### GOAL
Change "put a point on" to "mark" throughout the data, and leave every other part of the data as it is.
+++
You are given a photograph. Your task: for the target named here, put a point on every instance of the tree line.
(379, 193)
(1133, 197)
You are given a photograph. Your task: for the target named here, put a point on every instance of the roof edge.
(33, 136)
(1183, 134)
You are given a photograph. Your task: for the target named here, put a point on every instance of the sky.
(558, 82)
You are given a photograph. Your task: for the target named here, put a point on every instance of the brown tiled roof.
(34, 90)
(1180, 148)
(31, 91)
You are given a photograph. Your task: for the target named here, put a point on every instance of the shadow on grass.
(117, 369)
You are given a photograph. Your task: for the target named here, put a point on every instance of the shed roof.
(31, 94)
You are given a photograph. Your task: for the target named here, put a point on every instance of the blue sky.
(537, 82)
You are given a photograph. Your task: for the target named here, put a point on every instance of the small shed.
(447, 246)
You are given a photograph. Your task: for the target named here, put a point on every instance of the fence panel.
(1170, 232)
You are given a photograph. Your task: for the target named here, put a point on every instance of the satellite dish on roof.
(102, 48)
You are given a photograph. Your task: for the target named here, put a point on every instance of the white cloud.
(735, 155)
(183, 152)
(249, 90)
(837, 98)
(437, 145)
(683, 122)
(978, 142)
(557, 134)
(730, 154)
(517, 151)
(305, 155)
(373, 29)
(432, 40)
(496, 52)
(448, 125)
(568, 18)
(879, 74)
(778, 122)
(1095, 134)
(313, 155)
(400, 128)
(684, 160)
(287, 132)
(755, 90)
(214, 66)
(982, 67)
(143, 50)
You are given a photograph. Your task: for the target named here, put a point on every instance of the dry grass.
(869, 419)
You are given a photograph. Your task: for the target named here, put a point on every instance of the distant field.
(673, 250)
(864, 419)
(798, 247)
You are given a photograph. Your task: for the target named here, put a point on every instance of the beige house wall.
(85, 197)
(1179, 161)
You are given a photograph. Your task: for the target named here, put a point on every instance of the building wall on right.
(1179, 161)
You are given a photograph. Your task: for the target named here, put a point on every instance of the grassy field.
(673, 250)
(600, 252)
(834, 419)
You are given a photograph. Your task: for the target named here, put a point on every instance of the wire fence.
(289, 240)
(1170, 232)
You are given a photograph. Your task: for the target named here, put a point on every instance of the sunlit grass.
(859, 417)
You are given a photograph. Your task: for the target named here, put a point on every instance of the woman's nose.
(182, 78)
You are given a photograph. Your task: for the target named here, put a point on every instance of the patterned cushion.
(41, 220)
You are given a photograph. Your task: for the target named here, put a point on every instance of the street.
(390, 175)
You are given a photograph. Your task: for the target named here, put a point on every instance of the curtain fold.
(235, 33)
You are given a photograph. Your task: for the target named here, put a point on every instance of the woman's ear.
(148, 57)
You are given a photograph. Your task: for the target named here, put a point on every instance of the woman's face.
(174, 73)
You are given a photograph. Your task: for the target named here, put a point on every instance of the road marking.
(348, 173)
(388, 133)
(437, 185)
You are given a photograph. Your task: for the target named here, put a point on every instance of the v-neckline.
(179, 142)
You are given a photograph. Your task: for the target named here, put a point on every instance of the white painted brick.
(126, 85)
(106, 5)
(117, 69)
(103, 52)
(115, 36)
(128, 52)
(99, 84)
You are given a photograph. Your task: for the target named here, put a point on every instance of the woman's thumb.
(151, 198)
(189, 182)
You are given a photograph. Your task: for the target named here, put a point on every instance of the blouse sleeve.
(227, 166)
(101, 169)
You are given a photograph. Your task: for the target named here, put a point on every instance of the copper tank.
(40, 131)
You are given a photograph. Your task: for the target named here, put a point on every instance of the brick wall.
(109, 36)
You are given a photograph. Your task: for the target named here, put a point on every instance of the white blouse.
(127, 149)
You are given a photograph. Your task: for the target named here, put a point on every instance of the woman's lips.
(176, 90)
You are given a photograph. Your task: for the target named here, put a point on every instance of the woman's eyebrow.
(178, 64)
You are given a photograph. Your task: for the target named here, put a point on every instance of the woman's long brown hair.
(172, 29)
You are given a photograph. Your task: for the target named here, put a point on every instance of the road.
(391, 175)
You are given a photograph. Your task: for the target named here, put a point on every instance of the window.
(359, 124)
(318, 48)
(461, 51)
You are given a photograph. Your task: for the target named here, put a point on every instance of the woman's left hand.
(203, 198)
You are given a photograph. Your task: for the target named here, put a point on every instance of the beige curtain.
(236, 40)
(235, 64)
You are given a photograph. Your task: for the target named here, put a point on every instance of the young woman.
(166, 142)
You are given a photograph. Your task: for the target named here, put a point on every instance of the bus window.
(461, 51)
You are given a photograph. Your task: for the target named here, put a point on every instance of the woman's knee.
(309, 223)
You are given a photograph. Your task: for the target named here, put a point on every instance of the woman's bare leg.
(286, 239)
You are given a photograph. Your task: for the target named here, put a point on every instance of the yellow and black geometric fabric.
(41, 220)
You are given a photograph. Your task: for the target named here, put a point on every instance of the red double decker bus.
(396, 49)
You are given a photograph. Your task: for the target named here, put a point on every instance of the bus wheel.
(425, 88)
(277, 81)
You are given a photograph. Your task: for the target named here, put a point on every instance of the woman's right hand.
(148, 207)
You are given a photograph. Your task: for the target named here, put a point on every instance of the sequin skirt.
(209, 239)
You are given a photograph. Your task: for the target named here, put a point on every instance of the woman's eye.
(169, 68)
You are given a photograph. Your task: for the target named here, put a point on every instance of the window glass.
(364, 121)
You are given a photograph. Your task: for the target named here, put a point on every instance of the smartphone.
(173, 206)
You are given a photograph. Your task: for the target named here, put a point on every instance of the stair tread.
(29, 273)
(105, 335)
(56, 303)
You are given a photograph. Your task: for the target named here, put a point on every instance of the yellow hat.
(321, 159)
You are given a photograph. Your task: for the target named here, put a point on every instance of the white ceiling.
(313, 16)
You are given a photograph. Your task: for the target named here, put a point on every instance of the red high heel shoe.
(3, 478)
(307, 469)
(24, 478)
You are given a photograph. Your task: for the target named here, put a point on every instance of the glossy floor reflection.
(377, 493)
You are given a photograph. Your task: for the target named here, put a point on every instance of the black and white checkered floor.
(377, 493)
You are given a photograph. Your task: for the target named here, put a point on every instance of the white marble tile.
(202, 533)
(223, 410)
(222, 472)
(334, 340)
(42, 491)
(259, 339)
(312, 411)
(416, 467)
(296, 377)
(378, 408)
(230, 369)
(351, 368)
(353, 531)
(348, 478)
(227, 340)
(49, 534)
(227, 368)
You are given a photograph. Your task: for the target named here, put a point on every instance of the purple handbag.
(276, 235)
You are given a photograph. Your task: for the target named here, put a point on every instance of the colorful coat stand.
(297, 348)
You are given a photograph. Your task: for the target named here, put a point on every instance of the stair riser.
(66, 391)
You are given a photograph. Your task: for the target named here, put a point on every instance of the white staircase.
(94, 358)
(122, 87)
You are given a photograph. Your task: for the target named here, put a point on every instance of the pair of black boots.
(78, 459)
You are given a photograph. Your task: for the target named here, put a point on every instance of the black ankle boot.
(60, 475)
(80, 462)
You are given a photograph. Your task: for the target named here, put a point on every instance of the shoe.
+++
### FULL OUTPUT
You are given a photograph. Your task: for the target named here, mark every instance of the tree line.
(379, 193)
(1133, 197)
You are given a photograph. Your task: for the target named here, mark every instance of the roof edge.
(33, 136)
(1183, 134)
You are given a photograph. Your task: for the target named here, mark every instance of the sky.
(558, 82)
You are given a photograph. Your task: for the target named here, mark every instance of the brown tiled roof.
(34, 90)
(1180, 148)
(31, 91)
You are given a photograph. Your task: for the target named here, mark every instance of the shadow on grass.
(117, 369)
You are given a photograph. Your task: for the target named here, mark every instance of the shed roof.
(31, 94)
You are given a photograph. Your task: for the target named here, mark every instance of the blue sky.
(537, 82)
You are given a photograph. Your task: for the target named here, mark every instance of the small shed.
(447, 246)
You are given a photograph. Your task: for the target named here, mark every instance of the fence panel.
(1170, 232)
You are given a photograph. Your task: for the target named here, mark every instance of the satellite dish on roof.
(102, 48)
You are given a photograph. Your task: for the target named here, mark every instance of the white cloud.
(735, 155)
(183, 152)
(249, 90)
(837, 98)
(437, 145)
(683, 122)
(978, 142)
(557, 134)
(730, 154)
(517, 151)
(305, 155)
(373, 29)
(432, 40)
(496, 52)
(448, 125)
(568, 18)
(879, 74)
(778, 122)
(1095, 134)
(313, 155)
(400, 128)
(684, 160)
(287, 132)
(755, 90)
(214, 66)
(982, 67)
(143, 50)
You are given a photograph. Your task: for the target named here, mark every instance of the dry grass.
(869, 419)
You are given a photograph. Your task: for the target named here, mark every instance of the distant field.
(673, 250)
(864, 419)
(798, 247)
You are given a photograph. Your task: for the target named here, mark every instance of the beige house wall.
(85, 197)
(1179, 161)
You are given a photograph. Your task: for the target named here, mark every instance of the building wall on right.
(1179, 161)
You are given a photograph. Your task: for the target named here, mark every instance of the grassy field.
(673, 250)
(600, 252)
(834, 419)
You are given a photograph. Your task: for the target named here, mark every instance of the wire fence.
(289, 240)
(1170, 232)
You are given a photograph. Your task: for the target named here, mark every instance of the sunlit grass.
(859, 417)
You are given a photograph. Your task: for the target named here, mark every instance of the woman's nose.
(182, 78)
You are given a photograph. Your task: for the target named here, mark every instance of the patterned cushion.
(41, 220)
You are given a photograph. Your task: for the target named here, mark every instance of the street.
(390, 175)
You are given a photograph. Your task: for the target named here, mark every instance of the curtain fold.
(235, 33)
You are given a photograph. Your task: for the target named here, mark every instance of the woman's ear.
(148, 57)
You are given a photograph. Your task: for the target named here, mark every instance of the woman's face.
(174, 73)
You are given a photograph. Your task: for the target named here, mark every instance of the road marking.
(348, 173)
(388, 133)
(437, 185)
You are given a photograph. Your task: for the target named here, mark every instance of the v-neckline.
(179, 142)
You are given a photograph. Your task: for the target named here, mark every instance of the white painted brick.
(126, 85)
(106, 5)
(117, 69)
(103, 52)
(115, 36)
(128, 52)
(99, 84)
You are given a photograph. Your task: for the target named here, mark every instance of the woman's thumb.
(151, 198)
(189, 182)
You are given a photograph. Your task: for the target named here, mark every instance of the blouse sleeve.
(227, 166)
(101, 169)
You are given a photograph. Your task: for the target named here, mark every instance of the copper tank.
(40, 131)
You are given a photograph. Your task: for the target named here, mark every instance of the brick wall.
(109, 36)
You are given a photograph. Your task: for the target named here, mark every instance of the white blouse.
(127, 149)
You are given a photograph. Your task: for the target named here, mark every instance of the woman's lips.
(176, 90)
You are given a photograph. Your task: for the target named here, mark every instance of the woman's eyebrow.
(178, 64)
You are given a photograph. Your task: for the target named here, mark every instance of the woman's long brown hair.
(172, 29)
You are given a photograph. Your task: for the target named here, mark every instance of the road.
(391, 175)
You are given a photograph. Your task: for the target named here, mark every instance of the window.
(359, 124)
(318, 48)
(461, 51)
You are given a photograph. Your task: for the target named here, mark every instance of the woman's left hand.
(203, 198)
You are given a photograph. Your task: for the target named here, mark every instance of the beige curtain.
(236, 40)
(235, 64)
You are given a photograph. Your task: for the target named here, mark every instance of the young woman.
(166, 142)
You are given a photograph. Your task: for the target named here, mark every instance of the bus window.
(461, 51)
You are given a photograph. Your task: for the target named here, mark every instance of the woman's knee.
(309, 223)
You are given a photograph. Your task: for the target named here, mark every instance of the woman's bare leg.
(286, 239)
You are given a photograph. Your task: for the target named here, mark every instance of the yellow and black geometric fabric.
(41, 220)
You are given a photograph. Your task: for the target named here, mark every instance of the red double decker bus.
(396, 49)
You are given a photograph. Your task: for the target named here, mark every instance of the bus wheel.
(425, 88)
(277, 81)
You are given a photograph. Your task: for the target named here, mark every instance of the woman's right hand.
(148, 207)
You are given a photograph. Your task: for the target named here, mark every instance of the sequin skirt.
(209, 239)
You are given a photograph. Your task: for the target named here, mark every instance of the woman's eye.
(169, 68)
You are given a photograph. Your task: for the target named here, mark every instance of the window glass.
(364, 121)
You are given a photograph. Your task: for the target named here, mark every instance of the smartphone.
(173, 206)
You are given a photograph. Your task: for the target named here, mark every instance of the stair tread.
(29, 273)
(105, 335)
(56, 303)
You are given a photograph. Your task: for the target named here, mark every instance of the yellow hat.
(321, 159)
You are given a photograph. Your task: for the target named here, mark every instance of the white ceiling.
(313, 16)
You are given a photograph. Your task: for the target named here, mark every instance of the red high heel shoe.
(3, 478)
(307, 469)
(24, 478)
You are given a photograph. Your task: for the target named here, mark every instance of the glossy floor reflection.
(377, 493)
You are given a photograph. Your task: for the target named here, mark every instance of the black and white checkered floor.
(377, 493)
You are given a photograph. Your task: for the target named here, mark every instance of the white marble tile.
(202, 533)
(223, 410)
(222, 472)
(334, 340)
(42, 491)
(259, 339)
(312, 411)
(416, 467)
(296, 377)
(378, 408)
(230, 369)
(351, 368)
(353, 531)
(348, 478)
(227, 340)
(49, 534)
(227, 368)
You are given a photograph. Your task: for the target named here, mark every instance of the purple handbag.
(276, 235)
You are given a photograph. Your task: for the target named here, mark every instance of the colorful coat stand.
(297, 348)
You are given a photograph. Your task: for the target named here, mark every instance of the stair riser.
(66, 391)
You are given a photograph. Your task: for the target named here, mark every instance of the white staircase.
(94, 358)
(122, 87)
You are given a photograph. Your task: for the target named here, mark every instance of the pair of black boots.
(78, 459)
You are given a photograph. Your task: for the target named here, mark every instance of the black ankle boot.
(60, 475)
(80, 462)
You are given a photograph. Your task: for the target named here, mark every instance of the shoe.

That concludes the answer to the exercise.